*Material*.
┄┄┄┄┄┄
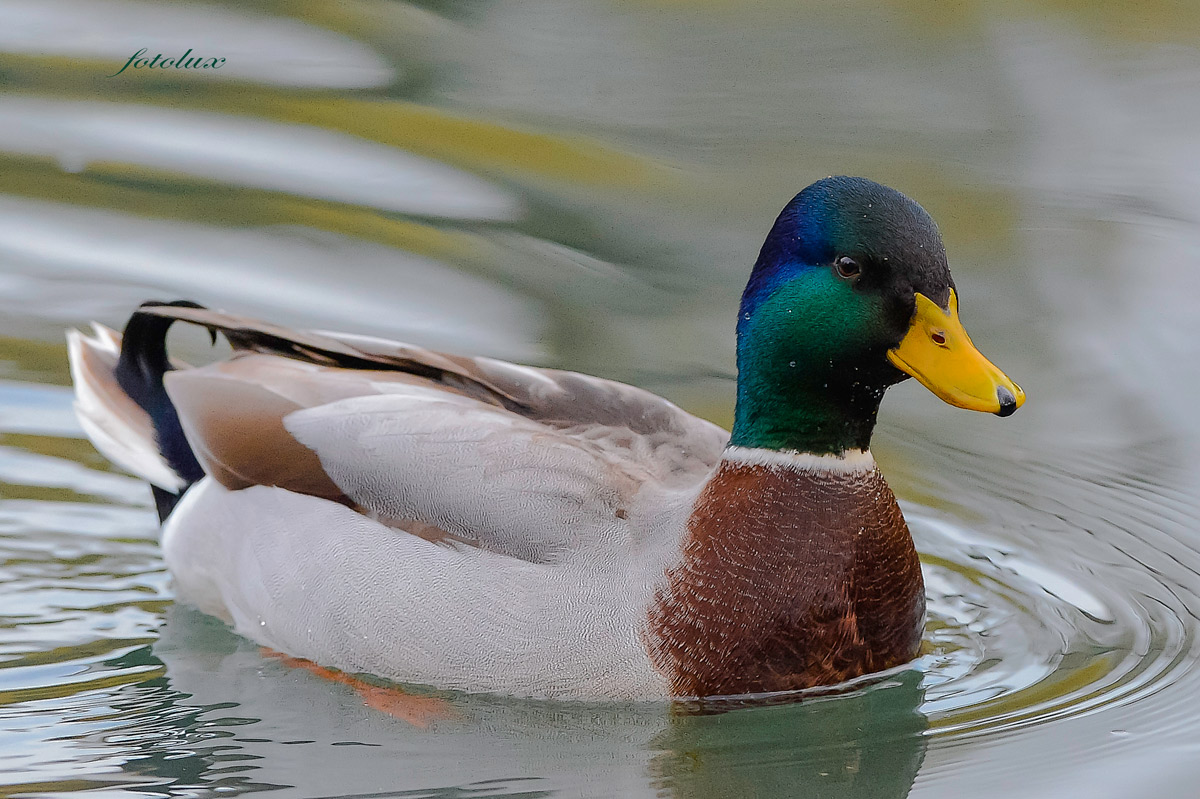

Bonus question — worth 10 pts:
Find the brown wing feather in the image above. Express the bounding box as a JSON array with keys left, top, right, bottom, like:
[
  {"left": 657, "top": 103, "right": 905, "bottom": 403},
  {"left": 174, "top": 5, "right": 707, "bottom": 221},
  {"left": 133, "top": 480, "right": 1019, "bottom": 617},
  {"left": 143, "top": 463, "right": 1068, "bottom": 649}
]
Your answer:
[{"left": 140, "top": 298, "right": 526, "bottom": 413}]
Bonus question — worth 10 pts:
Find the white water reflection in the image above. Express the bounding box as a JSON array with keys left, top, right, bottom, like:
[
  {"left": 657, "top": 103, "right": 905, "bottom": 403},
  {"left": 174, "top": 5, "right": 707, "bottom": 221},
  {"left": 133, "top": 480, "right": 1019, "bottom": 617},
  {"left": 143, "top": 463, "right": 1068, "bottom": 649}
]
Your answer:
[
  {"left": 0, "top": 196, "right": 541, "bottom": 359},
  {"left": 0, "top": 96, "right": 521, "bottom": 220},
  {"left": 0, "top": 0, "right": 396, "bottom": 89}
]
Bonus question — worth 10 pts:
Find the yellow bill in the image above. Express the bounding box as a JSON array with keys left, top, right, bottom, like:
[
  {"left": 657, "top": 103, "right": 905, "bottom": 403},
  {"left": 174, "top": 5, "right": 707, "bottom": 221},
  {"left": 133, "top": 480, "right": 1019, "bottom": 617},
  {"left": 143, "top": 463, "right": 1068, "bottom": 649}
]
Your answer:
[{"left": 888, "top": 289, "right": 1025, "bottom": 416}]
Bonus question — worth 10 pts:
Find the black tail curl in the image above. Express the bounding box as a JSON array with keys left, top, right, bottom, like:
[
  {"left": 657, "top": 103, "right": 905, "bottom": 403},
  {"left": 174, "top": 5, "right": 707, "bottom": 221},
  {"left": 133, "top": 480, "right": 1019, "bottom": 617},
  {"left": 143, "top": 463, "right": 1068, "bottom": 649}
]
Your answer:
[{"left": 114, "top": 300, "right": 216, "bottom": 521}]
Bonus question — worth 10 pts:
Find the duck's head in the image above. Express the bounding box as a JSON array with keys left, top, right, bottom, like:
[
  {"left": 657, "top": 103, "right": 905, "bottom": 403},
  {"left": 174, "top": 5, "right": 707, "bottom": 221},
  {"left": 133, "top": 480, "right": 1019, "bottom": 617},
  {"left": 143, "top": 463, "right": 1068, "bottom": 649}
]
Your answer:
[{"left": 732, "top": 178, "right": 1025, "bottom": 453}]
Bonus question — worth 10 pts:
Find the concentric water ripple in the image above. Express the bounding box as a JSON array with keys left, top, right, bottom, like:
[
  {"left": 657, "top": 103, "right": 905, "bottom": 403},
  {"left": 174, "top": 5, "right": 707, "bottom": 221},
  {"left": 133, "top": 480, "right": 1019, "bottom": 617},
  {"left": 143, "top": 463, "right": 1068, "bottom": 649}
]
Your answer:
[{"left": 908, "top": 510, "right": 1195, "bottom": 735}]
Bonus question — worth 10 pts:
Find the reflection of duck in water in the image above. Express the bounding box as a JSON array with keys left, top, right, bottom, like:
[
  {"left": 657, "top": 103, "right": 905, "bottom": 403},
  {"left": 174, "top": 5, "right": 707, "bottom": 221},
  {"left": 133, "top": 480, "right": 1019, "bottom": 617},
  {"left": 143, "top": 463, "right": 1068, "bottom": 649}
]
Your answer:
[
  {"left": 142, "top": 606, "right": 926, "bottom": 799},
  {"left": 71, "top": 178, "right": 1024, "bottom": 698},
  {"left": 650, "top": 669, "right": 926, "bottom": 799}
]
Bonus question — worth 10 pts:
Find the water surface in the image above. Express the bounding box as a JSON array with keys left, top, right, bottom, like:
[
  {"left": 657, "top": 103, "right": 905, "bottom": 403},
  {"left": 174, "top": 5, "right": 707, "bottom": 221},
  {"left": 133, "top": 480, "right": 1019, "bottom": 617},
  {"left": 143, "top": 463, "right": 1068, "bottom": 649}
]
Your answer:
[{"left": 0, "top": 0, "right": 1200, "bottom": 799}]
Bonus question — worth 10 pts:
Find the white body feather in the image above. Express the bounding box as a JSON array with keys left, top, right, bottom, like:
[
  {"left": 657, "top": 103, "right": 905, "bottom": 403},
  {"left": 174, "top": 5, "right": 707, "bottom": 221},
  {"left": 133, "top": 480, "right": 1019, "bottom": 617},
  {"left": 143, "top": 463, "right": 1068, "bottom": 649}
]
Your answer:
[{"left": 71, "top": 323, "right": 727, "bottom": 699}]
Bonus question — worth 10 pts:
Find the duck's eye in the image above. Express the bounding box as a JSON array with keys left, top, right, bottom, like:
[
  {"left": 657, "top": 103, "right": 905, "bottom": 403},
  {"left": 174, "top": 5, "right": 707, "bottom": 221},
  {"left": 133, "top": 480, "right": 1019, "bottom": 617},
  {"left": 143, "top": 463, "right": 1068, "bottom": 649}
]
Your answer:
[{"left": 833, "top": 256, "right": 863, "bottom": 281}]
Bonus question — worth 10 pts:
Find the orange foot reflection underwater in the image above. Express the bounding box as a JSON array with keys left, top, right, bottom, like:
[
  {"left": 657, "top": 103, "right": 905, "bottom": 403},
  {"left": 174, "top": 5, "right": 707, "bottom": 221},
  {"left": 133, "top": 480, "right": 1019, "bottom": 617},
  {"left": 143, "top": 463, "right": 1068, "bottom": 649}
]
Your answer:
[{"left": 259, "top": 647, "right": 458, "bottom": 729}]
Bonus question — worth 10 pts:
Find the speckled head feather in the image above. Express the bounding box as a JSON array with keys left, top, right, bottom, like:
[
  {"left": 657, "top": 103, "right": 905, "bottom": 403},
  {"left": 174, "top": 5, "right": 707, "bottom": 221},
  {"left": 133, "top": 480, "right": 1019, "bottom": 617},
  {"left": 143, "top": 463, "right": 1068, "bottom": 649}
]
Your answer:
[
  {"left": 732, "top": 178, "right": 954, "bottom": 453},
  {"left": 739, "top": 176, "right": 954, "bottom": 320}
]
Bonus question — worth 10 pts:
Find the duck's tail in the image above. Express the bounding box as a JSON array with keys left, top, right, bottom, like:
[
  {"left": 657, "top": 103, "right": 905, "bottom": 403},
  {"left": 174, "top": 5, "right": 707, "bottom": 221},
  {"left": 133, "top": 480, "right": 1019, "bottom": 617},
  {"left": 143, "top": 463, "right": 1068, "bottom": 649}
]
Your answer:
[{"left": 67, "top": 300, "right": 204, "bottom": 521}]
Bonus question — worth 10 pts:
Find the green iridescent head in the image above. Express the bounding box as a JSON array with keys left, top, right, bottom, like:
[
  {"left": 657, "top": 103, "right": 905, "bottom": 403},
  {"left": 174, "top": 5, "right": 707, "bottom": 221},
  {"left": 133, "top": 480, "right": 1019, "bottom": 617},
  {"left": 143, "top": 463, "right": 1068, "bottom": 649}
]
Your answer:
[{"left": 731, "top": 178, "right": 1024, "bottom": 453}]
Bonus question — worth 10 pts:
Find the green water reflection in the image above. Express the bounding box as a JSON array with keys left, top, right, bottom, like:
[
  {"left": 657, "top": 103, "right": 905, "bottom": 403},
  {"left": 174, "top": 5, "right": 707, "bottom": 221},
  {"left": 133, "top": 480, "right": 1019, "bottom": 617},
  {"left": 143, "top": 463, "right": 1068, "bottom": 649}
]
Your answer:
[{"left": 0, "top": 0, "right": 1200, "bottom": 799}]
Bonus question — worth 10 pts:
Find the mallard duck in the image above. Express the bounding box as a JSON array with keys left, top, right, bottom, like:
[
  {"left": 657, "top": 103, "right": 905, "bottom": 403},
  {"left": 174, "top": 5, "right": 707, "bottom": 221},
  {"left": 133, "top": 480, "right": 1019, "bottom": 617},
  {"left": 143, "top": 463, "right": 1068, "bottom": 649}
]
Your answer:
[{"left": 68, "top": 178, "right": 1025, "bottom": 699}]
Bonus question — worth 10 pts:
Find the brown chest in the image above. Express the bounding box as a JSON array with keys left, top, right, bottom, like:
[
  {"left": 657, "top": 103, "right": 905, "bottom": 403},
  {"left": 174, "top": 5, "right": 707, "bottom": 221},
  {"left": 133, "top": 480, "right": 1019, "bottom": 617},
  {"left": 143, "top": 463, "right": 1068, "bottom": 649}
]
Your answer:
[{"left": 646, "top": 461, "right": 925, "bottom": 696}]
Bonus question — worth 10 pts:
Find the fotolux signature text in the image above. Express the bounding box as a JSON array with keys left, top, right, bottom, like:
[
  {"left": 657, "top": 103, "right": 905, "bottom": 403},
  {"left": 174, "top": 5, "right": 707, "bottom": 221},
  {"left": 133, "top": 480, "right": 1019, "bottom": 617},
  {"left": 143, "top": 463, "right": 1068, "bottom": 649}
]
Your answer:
┄┄┄┄┄┄
*Work instructions*. Pick out each line in the rows above that contains the word "green", and copy those lines unchanged.

*Result of this exercise*.
Find the green iridescent head in the image above. Express the bounding box as a JSON array with keys left, top, right, bottom, like:
Find the green water reflection in the image above. Express the bounding box as a JSON array with keys left, top, right, bottom, like:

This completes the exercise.